Collect every line in the records below that contains the word "Query".

── Data ──

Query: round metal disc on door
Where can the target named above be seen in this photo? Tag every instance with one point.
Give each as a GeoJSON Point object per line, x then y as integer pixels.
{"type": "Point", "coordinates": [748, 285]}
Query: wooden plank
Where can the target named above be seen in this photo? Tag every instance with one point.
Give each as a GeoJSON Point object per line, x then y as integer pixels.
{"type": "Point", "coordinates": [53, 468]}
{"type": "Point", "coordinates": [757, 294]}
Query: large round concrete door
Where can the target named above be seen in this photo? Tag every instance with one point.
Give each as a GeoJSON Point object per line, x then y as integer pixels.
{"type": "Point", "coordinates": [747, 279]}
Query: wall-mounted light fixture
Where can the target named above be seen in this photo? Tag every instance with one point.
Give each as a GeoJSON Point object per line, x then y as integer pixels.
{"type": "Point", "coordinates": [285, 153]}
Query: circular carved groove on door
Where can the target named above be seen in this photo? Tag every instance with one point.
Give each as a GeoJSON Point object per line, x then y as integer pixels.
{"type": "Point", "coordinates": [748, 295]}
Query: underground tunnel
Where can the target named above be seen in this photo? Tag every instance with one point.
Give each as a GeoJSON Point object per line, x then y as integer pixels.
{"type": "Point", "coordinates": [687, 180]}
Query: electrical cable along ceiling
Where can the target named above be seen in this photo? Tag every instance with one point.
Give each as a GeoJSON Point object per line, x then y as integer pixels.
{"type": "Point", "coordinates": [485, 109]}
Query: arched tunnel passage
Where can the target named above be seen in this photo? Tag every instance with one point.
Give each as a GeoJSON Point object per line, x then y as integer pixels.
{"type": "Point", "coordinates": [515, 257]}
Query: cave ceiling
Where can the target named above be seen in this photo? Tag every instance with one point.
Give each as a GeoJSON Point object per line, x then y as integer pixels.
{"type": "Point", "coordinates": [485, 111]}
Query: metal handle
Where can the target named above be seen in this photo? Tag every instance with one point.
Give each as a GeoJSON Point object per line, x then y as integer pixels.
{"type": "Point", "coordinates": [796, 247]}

───

* [Answer box]:
Query: round metal disc on door
Query: wooden plank
Query: large round concrete door
Query: wall-mounted light fixture
Query: circular carved groove on door
Query: underground tunnel
Query: electrical cable along ceiling
Query: arched tunnel passage
Query: cave ceiling
Query: metal handle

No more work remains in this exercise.